> _AUFGABEN_
a: Gib aus dem Text über Franz Alt den Abschnitt wieder, der mit den Worten „Daran scheint sich“ beginnt und mit „verschlafen die Zukunft„.“ endet.
b: Beantworte zum Text über Franz Alt die folgenden Fragen:
(i) Wie heißt die Webseite, die Franz Alt betreibt?
(ii) Mit welchem Themenbereich hat sich Alt profiliert?
(iii) Welche Überschrift trug der Artikel, der kürzlich auf dieser Webseite erschien?
c: Setze den Text über Franz Alt im Anschluss an seinen letzten Satz fort.

··· LESETEXT

Daran scheint sich bís heute nicht viel geändert zu haben, wenngleich Franz Alt zumindest bundesweit im Fernsehen keine bestimmende Rolle mehr spielt. Alt ist nach wie vor als Redner, Vortragender und Autor unterwegs und hat sich mit dem Themenbereich Klimaschutz und Klimawandel profiliert. Er betreibt eine Webseite namens „sonnenseite.com“. Das Ganze sieht ein wenig nach Blog aus, aber leider gibt es keine Kommentarfunktion. Er wird wissen, warum. Kürzlich erschien dort ein Artikel unter der Überschrift „Die Autobauer verschlafen die Zukunft„.

Mein Fazit: Ich habe schon lange nicht mehr soviel Phrasen und Plattitüden verteilt auf so wenig Text gelesen.

······
··· BEREITGESTELLTE DATEN

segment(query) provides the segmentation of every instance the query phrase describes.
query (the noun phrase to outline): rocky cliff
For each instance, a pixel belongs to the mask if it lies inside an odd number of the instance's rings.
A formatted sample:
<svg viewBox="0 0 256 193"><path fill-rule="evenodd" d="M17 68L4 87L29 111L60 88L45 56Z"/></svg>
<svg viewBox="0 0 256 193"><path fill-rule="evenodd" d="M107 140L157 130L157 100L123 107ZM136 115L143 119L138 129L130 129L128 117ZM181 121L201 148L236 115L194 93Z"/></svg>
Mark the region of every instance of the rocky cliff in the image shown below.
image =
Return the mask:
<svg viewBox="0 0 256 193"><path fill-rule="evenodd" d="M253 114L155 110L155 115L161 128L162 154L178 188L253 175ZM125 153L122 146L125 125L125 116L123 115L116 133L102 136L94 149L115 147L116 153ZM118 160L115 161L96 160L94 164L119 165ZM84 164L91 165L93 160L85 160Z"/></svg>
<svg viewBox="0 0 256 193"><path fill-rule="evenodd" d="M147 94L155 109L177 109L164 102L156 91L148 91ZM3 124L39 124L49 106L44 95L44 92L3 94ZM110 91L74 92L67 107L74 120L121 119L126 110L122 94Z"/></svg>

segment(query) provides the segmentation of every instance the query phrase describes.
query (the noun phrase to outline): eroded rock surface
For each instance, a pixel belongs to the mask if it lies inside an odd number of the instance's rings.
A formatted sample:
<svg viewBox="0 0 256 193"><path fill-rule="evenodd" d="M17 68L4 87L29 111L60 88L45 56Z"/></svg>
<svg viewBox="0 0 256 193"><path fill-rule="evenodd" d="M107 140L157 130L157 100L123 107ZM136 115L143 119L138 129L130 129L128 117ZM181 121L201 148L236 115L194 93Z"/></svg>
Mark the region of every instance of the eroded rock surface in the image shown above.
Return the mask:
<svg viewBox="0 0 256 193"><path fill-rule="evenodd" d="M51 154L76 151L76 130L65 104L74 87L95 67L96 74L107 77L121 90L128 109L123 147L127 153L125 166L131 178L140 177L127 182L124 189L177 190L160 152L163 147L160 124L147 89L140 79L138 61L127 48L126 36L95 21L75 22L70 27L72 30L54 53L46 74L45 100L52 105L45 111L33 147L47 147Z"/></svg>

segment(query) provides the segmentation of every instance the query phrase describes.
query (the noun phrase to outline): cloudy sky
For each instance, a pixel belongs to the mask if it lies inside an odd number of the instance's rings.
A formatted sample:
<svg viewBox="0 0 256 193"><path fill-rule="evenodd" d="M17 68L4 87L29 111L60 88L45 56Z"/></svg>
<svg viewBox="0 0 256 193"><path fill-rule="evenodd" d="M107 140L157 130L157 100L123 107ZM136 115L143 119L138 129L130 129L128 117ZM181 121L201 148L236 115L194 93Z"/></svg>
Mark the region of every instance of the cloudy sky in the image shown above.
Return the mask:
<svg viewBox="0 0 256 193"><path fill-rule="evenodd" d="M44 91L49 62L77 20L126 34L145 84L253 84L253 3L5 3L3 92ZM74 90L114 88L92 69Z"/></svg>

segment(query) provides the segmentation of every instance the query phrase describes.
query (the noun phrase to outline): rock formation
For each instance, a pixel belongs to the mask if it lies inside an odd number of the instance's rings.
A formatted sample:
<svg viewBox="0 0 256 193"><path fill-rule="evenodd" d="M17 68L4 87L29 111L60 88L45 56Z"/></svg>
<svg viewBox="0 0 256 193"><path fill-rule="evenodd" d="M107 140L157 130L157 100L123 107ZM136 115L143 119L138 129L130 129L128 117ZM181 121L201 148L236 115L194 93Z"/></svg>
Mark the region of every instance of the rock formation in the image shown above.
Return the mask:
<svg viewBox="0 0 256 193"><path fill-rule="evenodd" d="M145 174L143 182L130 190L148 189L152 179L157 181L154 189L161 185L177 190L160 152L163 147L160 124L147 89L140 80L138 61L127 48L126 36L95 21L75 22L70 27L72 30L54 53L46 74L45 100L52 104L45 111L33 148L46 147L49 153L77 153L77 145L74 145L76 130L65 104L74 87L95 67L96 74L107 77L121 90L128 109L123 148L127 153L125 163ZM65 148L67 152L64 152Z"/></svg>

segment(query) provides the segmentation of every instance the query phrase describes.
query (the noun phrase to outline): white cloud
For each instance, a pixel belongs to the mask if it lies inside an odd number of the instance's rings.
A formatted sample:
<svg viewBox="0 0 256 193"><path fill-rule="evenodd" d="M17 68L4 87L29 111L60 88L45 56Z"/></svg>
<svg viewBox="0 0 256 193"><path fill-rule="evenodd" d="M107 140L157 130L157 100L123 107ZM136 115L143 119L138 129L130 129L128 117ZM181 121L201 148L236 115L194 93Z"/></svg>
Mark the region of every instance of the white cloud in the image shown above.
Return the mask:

······

> _LÖSUNGEN_
a:
Daran scheint sich bís heute nicht viel geändert zu haben, wenngleich Franz Alt zumindest bundesweit im Fernsehen keine bestimmende Rolle mehr spielt. Alt ist nach wie vor als Redner, Vortragender und Autor unterwegs und hat sich mit dem Themenbereich Klimaschutz und Klimawandel profiliert. Er betreibt eine Webseite namens „sonnenseite.com“. Das Ganze sieht ein wenig nach Blog aus, aber leider gibt es keine Kommentarfunktion. Er wird wissen, warum. Kürzlich erschien dort ein Artikel unter der Überschrift „Die Autobauer verschlafen die Zukunft„.

b:
(i) Sie heißt „sonnenseite.com“.
(ii) Er hat sich mit dem Themenbereich Klimaschutz und Klimawandel profiliert.
(iii) Die Überschrift lautete „Die Autobauer verschlafen die Zukunft“.

c:
Der Artikel geht in sehr verkürzender Form auf die vorgeblichen Versäumnisse der Automobilindustrie und deren Folgen für Klima und Lebensqualität ein. Dass ausgerechnet ein Franz Alt sich Sorgen um den Zustand der Automobilindustrie macht (Krise der Industrie in Europa sei ein Alarmzeichen usw.), ist schon ein Widerspruch in sich. An jeder Ecke ist der erhobene Zeigefinger des Moralapostels zu erkennen. Und die auf Basis von herausgerissenen Zustandsbeschreibungen erhobenen Vorwürfe lassen an der Kompetenz des Autors ernsthafte Zweifel aufkommen: Die ach so bösen Autobauer stellen in Detroit mal wieder nur die schlimmen Spritfresser vor, sie haben keine Rezepte für den Tag, an dem das Benzin ausgeht, die Branche arbeite nur rückwärtsgewandt (freie Fahrt für freie Bürger) und habe den Anforderungen der Zukunft nichts entgegenzustellen. Statt dessen wird die alte Leier aufgewärmt: E-Autos müssen her.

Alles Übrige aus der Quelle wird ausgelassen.